Trecho do texto
━━━━━━━━

Na história recente dos fiscais estaduais agropecuários, há diversos fatos a serem destacados. Um deles é a evolução do status sanitário em razão da retirada da vacina contra a febre aftosa, avanço que ocorreu em 2020 fruto de um trabalho de mais de 20 anos da categoria em conjunto com as cadeias interessadas, desde os últimos focos da doença registrados em Joia. Na área vegetal, destaca-se o controle da deriva de agrotóxicos como o 2,4-D por meio da identificação do problema e regulamentação da aplicação de produtos hormonais. Estes são dois exemplos dos feitos da fiscalização agropecuária gaúcha na atualidade.

“É um trabalho que foi se edificando e se estruturando com o passar dos anos. Apesar da precarização das condições de trabalho, a capacidade do serviço foi se consolidando”, define o fiscal estadual agropecuário Richard Alves, presidente da Afagro, ao olhar para trás e avaliar a construção que vem sendo feita pelos servidores. Na pandemia, os trabalhadores da Secretaria da Agricultura (Seapi) permaneceram atuando presencialmente por serem atividade essencial, embora isto ainda não tenha sido reconhecido pelo Estado, na prática, por meio da valorização da categoria.

━━━━━━━━

Atividades
- 1) Redigite o trecho do texto sobre a fiscalização agropecuária gaúcha que se inicia com as palavras contendo "Na história recente" e se encerra com "gaúcha na atualidade.".
- 2) De acordo com o texto sobre a fiscalização agropecuária gaúcha, em que ano ocorreu a evolução do status sanitário decorrente da retirada da vacina contra a febre aftosa?
Os registros constituem material à parte, independente do texto.

[Registros salvos]
━━━━━━━━

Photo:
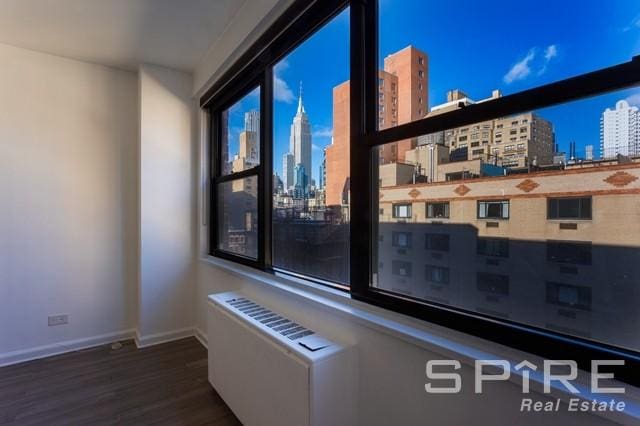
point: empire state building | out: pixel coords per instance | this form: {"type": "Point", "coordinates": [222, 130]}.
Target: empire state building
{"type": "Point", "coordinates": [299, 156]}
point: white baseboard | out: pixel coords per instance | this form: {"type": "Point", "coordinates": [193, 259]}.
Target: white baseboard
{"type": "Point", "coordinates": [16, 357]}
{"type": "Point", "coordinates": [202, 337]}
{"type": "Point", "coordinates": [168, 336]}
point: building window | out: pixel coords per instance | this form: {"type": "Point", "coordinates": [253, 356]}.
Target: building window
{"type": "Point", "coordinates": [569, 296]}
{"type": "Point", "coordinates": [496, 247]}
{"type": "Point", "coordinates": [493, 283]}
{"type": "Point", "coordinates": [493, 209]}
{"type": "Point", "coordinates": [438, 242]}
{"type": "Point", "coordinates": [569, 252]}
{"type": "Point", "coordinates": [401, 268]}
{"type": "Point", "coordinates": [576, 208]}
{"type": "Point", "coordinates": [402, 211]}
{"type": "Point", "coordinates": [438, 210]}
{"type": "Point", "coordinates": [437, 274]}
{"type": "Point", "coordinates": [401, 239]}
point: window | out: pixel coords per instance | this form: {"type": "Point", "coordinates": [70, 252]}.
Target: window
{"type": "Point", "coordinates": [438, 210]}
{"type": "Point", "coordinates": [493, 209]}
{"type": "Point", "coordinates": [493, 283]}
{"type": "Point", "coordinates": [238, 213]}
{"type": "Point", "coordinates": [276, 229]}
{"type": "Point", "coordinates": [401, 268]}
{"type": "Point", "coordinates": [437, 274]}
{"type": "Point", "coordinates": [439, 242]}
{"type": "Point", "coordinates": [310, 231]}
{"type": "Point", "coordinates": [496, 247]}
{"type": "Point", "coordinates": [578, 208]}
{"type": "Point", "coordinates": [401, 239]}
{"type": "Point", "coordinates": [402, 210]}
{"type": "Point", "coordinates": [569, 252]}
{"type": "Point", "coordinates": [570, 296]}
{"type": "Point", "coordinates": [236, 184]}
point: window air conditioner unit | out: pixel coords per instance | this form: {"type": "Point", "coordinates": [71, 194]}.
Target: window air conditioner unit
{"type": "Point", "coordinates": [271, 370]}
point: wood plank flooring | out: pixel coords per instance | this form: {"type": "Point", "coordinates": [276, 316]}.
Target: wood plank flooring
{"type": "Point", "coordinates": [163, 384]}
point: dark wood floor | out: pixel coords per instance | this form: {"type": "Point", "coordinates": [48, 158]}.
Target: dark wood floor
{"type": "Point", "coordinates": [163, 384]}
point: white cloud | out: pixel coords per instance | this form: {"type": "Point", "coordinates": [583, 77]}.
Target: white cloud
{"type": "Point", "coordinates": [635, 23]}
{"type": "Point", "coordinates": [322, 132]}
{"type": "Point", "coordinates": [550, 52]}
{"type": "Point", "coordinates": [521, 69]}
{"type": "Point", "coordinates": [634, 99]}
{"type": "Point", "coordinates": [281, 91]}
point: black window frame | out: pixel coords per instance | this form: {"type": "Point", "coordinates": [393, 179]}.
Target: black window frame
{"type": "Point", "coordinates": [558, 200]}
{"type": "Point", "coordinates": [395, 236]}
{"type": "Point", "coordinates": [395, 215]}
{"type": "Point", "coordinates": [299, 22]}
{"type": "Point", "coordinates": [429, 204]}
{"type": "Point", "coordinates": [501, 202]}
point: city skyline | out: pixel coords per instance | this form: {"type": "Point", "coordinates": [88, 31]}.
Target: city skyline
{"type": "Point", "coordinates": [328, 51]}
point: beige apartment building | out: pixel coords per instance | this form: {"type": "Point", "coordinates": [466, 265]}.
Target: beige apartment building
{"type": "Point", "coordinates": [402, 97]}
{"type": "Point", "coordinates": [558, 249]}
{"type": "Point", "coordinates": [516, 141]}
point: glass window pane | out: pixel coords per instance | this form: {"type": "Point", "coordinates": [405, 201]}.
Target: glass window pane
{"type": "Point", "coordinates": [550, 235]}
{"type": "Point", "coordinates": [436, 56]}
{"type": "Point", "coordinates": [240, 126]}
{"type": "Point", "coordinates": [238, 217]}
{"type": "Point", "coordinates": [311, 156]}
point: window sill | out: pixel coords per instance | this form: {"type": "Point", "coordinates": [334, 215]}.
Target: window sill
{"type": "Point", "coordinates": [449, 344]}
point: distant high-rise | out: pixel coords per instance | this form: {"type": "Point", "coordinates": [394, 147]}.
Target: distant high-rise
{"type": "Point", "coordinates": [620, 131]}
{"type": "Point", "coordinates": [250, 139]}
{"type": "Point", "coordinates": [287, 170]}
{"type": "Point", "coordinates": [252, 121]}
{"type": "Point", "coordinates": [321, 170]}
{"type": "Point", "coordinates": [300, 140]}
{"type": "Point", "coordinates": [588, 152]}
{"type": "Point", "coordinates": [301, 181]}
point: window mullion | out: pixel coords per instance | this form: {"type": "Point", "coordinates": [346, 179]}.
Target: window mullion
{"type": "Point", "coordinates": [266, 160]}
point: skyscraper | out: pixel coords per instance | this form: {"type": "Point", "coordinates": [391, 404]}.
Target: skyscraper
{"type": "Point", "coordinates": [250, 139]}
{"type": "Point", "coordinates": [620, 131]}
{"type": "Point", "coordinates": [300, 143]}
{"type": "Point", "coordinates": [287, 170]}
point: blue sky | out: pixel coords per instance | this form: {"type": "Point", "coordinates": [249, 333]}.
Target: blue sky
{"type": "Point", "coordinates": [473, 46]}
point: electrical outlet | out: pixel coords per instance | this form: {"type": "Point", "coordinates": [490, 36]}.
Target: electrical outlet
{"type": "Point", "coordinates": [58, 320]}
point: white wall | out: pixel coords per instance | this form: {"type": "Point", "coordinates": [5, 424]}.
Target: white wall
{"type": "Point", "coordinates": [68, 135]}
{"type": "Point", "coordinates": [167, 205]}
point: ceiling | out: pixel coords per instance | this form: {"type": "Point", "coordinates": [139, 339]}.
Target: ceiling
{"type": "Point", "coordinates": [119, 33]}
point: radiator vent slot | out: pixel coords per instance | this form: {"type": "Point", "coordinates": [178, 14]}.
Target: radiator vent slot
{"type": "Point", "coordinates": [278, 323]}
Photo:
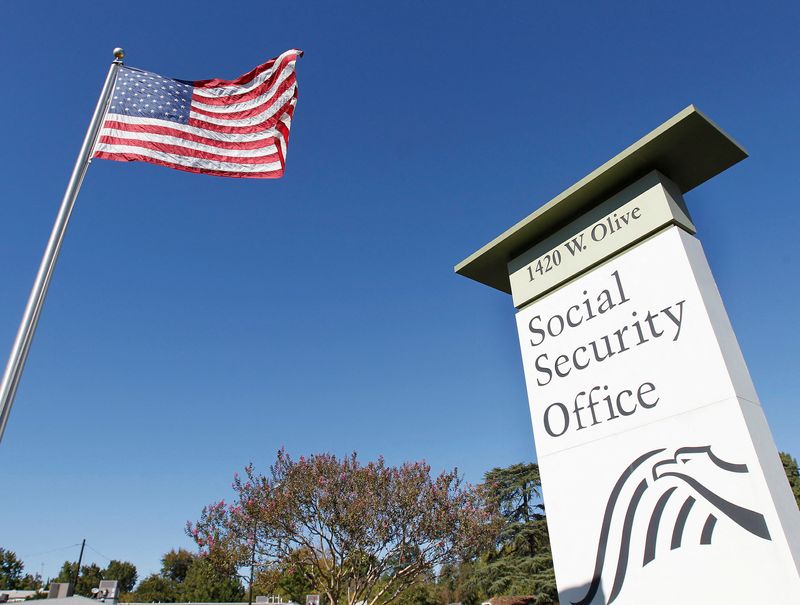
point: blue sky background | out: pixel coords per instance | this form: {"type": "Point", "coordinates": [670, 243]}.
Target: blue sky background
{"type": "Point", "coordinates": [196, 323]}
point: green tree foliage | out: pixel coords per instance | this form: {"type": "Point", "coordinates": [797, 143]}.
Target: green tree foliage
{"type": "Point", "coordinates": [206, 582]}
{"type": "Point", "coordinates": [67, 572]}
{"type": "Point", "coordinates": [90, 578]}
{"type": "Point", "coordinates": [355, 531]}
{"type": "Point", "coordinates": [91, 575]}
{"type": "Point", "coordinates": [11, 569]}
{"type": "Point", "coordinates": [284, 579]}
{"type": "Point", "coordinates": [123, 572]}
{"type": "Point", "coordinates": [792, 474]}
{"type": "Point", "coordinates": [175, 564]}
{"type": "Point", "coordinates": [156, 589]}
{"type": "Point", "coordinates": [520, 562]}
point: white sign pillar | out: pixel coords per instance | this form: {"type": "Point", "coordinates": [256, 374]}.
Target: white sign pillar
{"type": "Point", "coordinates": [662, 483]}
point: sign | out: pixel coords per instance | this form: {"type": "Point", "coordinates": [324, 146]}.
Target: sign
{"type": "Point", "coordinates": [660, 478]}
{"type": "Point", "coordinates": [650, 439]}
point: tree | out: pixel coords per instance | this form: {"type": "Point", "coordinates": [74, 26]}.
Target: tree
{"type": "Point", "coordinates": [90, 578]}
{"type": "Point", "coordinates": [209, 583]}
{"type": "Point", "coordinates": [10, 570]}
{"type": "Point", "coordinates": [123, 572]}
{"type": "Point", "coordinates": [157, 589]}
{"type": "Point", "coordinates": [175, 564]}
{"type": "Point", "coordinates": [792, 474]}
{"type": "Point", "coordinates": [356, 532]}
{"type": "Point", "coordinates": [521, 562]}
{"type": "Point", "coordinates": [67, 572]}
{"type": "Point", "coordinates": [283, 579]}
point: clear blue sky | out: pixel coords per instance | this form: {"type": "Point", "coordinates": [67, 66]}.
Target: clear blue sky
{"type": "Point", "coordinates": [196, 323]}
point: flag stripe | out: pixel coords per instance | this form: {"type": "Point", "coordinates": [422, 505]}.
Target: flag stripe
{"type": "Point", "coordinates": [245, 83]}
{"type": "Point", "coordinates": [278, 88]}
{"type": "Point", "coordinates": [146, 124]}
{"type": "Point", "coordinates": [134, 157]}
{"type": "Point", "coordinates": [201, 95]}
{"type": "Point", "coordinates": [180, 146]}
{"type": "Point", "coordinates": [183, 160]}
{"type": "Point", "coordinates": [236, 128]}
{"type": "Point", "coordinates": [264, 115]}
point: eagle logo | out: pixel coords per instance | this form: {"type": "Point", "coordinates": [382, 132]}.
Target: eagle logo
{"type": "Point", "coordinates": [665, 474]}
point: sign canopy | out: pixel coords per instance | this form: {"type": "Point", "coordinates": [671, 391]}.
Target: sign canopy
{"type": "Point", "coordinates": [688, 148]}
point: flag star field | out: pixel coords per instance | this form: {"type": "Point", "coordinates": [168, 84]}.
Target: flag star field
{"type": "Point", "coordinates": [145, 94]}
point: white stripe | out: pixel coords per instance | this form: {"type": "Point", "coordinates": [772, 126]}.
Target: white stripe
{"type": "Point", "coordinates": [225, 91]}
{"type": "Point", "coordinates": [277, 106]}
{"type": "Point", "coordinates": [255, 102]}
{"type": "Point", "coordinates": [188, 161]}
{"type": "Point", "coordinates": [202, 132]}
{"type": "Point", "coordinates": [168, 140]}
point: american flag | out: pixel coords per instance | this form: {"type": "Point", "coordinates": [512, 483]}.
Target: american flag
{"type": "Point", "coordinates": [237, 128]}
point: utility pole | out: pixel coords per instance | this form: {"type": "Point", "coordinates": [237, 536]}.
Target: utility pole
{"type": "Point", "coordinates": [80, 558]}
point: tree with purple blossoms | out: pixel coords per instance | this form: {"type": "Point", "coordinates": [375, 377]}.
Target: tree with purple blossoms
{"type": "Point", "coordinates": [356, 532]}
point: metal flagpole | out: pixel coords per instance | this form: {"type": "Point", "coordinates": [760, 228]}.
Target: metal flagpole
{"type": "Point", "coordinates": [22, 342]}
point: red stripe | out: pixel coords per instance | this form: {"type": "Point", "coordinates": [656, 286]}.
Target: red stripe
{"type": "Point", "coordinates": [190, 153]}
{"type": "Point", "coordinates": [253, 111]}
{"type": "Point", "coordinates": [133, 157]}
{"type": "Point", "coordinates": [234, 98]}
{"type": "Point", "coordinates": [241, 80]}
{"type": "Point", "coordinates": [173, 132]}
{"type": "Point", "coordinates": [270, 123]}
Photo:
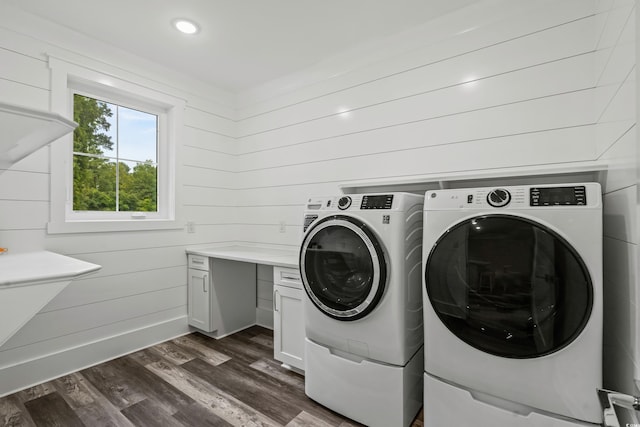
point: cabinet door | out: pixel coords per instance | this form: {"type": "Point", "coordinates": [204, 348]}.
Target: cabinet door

━━━━━━━━

Lista de respostas
- 1)
Na história recente dos fiscais estaduais agropecuários, há diversos fatos a serem destacados. Um deles é a evolução do status sanitário em razão da retirada da vacina contra a febre aftosa, avanço que ocorreu em 2020 fruto de um trabalho de mais de 20 anos da categoria em conjunto com as cadeias interessadas, desde os últimos focos da doença registrados em Joia. Na área vegetal, destaca-se o controle da deriva de agrotóxicos como o 2,4-D por meio da identificação do problema e regulamentação da aplicação de produtos hormonais. Estes são dois exemplos dos feitos da fiscalização agropecuária gaúcha na atualidade.

- 2) Em 2020.